Set problem
Write out all of the records below without changing a word, and leave the pictures out.

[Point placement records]
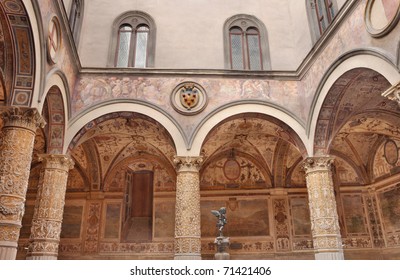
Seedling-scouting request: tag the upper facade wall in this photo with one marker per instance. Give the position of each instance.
(190, 33)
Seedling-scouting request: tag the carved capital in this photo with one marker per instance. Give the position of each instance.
(313, 164)
(60, 162)
(28, 118)
(393, 93)
(12, 207)
(188, 164)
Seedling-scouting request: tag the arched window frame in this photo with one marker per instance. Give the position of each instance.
(246, 23)
(76, 18)
(320, 14)
(135, 19)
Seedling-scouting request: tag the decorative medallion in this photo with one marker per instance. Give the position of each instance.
(53, 40)
(381, 16)
(391, 152)
(189, 98)
(232, 169)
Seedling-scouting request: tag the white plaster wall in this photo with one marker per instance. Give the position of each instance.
(189, 32)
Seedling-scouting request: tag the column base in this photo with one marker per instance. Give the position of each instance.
(49, 258)
(187, 257)
(8, 253)
(329, 255)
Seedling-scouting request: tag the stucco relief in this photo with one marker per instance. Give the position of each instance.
(94, 89)
(247, 175)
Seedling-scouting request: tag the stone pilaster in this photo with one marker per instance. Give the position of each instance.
(16, 147)
(323, 210)
(187, 209)
(49, 207)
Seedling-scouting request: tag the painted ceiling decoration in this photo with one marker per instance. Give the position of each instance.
(21, 34)
(249, 151)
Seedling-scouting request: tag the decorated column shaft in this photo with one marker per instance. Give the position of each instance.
(16, 147)
(187, 209)
(323, 212)
(49, 207)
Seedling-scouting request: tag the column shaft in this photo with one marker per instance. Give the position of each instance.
(187, 209)
(16, 147)
(323, 211)
(49, 207)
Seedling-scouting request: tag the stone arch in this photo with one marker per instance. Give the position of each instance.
(173, 128)
(350, 61)
(53, 111)
(237, 108)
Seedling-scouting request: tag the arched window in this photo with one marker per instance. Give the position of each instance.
(246, 44)
(133, 41)
(321, 14)
(75, 18)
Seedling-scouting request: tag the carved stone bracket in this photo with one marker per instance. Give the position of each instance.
(313, 164)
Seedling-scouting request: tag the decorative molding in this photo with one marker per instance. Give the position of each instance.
(379, 31)
(188, 164)
(28, 118)
(393, 93)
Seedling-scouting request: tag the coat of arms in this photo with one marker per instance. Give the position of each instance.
(189, 96)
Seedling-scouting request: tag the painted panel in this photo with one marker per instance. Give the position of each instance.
(72, 222)
(113, 223)
(164, 219)
(390, 206)
(300, 216)
(354, 214)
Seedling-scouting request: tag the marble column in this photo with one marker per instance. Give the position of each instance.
(16, 147)
(187, 209)
(323, 212)
(49, 207)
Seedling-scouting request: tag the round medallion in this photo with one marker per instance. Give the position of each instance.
(53, 40)
(391, 152)
(232, 169)
(189, 98)
(381, 16)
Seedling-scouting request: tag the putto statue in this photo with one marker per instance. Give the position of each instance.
(221, 215)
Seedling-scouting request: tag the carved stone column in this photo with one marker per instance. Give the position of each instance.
(187, 209)
(16, 147)
(323, 212)
(49, 207)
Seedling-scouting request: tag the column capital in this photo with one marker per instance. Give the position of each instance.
(188, 164)
(393, 93)
(63, 162)
(323, 163)
(24, 117)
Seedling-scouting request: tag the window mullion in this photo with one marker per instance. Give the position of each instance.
(245, 48)
(132, 50)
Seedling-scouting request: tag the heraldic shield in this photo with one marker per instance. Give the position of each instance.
(189, 96)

Reply to the exercise
Seedling-scouting request: tag the upper facade wall in this photo with one marker per instance. Give the position of each instance.
(190, 33)
Seedling-scouting request: tag the carved capital in this photo with one marker per instance. Give the position of each instance.
(313, 164)
(60, 162)
(28, 118)
(393, 93)
(12, 207)
(188, 164)
Seedling-scouting request: tag the arched window frame in this photo with one marker per instance. Give the position of each instance.
(246, 23)
(76, 18)
(320, 14)
(135, 19)
Seedling-scouting request: tag the decorative medallion in this photo with one marker per instance. Give the position of each instance.
(53, 40)
(381, 16)
(391, 152)
(189, 98)
(232, 169)
Seedling-scouting request: tag the white plaster wall in this photo with one marker per instance. Give the position of each instance.
(189, 32)
Seedling-scouting request: tag the column base in this photo with one marker per instance. Give the position of each instance.
(49, 258)
(187, 257)
(8, 253)
(329, 255)
Seedling-scouting request: tag the stucco relief in this photo with one marker per instance. Give the position of each instance.
(94, 89)
(247, 175)
Seedling-scouting request: tag the stone pilaster in this photo with one marker per instance. Give the position of each instance.
(16, 147)
(323, 210)
(187, 209)
(49, 207)
Seedling-scouting request: tag the painted ceiling decoration in this photo with one marker per instance. Give the position of each instance.
(21, 34)
(249, 151)
Seedling-scouting request: tag the decorated column shaft in this photo with one marker per instance. Give the position of each instance.
(16, 147)
(187, 209)
(323, 212)
(49, 207)
Seedling-scouting request: tag the column shaft in this photo with one marker per instance. Give the position of each instance.
(187, 209)
(16, 147)
(323, 211)
(49, 207)
Seedling-scouting request: tag the stone arch in this photo with one marker per instance. Give the position of each instance.
(173, 128)
(350, 61)
(53, 111)
(237, 108)
Seedling-scouting request: tag the arched window in this photo with one marker per instance. Give the position of each instance.
(246, 44)
(133, 41)
(321, 14)
(75, 18)
Seedling-scouting request: tag the carved stone bracket in this photo with one marker per instance. Give the position of each instance.
(313, 164)
Seedling-scouting request: tag the decorative molding in this photo with one marker per instance. Give the position of each instance.
(379, 31)
(188, 164)
(28, 118)
(393, 93)
Seedling-scouting request: tag the coat of arms in this photo with one marker per instance. Give the position of each instance.
(189, 96)
Seedling-scouting request: tag the painted panel in this photo with one marker per instance. Give the position of each instance.
(72, 222)
(113, 223)
(164, 219)
(390, 206)
(300, 216)
(354, 214)
Seedling-scouting request: tag the marble column in this photo with one marker per instance. Give the position of each instance.
(16, 147)
(187, 209)
(323, 212)
(49, 207)
Seedling-scouting request: tag the round medallion in this photo with one marker per instance. Give the position of each instance.
(53, 40)
(391, 152)
(232, 169)
(189, 98)
(381, 16)
Seedling-scouting request: tag the putto statue in this photo with one marker per instance. Give the position of each instance.
(221, 215)
Seedling-scouting request: tag the carved stone column in this photo with one marker per instance. Give the position of each instance.
(187, 209)
(16, 147)
(323, 212)
(49, 207)
Seedling-scouting request: tag the column capital in this photo with one marker per instance. Give the position of each instance.
(188, 164)
(393, 93)
(63, 162)
(323, 163)
(24, 117)
Seedling-scouting request: tag the window mullion in this photo with one marker per instance. Give the position of each instance.
(245, 48)
(132, 50)
Seedling-scouting request: tag the heraldic shield in this photo with one marker per instance. Give the position of each instance.
(189, 96)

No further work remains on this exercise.